━━ RECORDS TO USE

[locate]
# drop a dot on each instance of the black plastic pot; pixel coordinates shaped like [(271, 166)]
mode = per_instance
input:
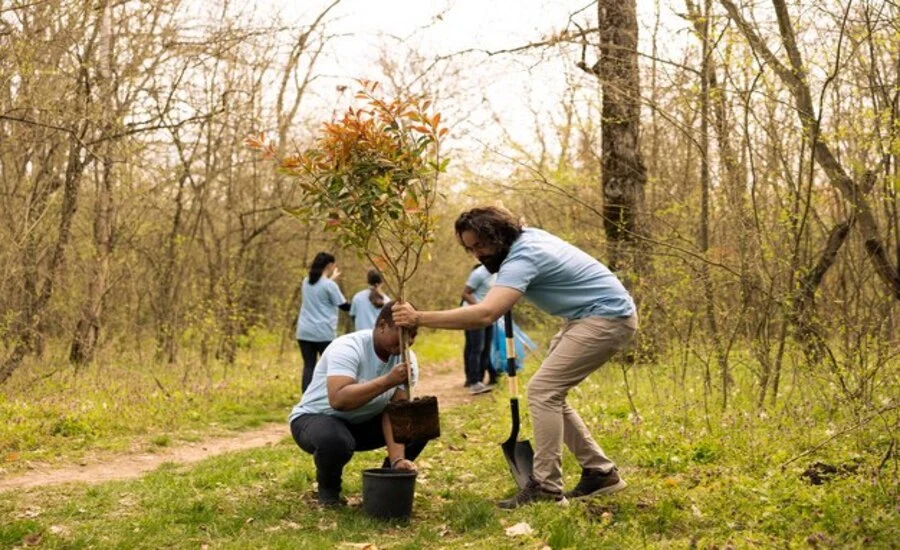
[(388, 493)]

━━━━

» SET EXERCISE
Reproduce the data above line for line, without the picture.

» EXERCISE RESPONSE
[locate]
# drop a dot on each instance of the black plastic pot; pixel coordinates shaped like [(271, 166)]
mode = per_instance
input:
[(388, 493)]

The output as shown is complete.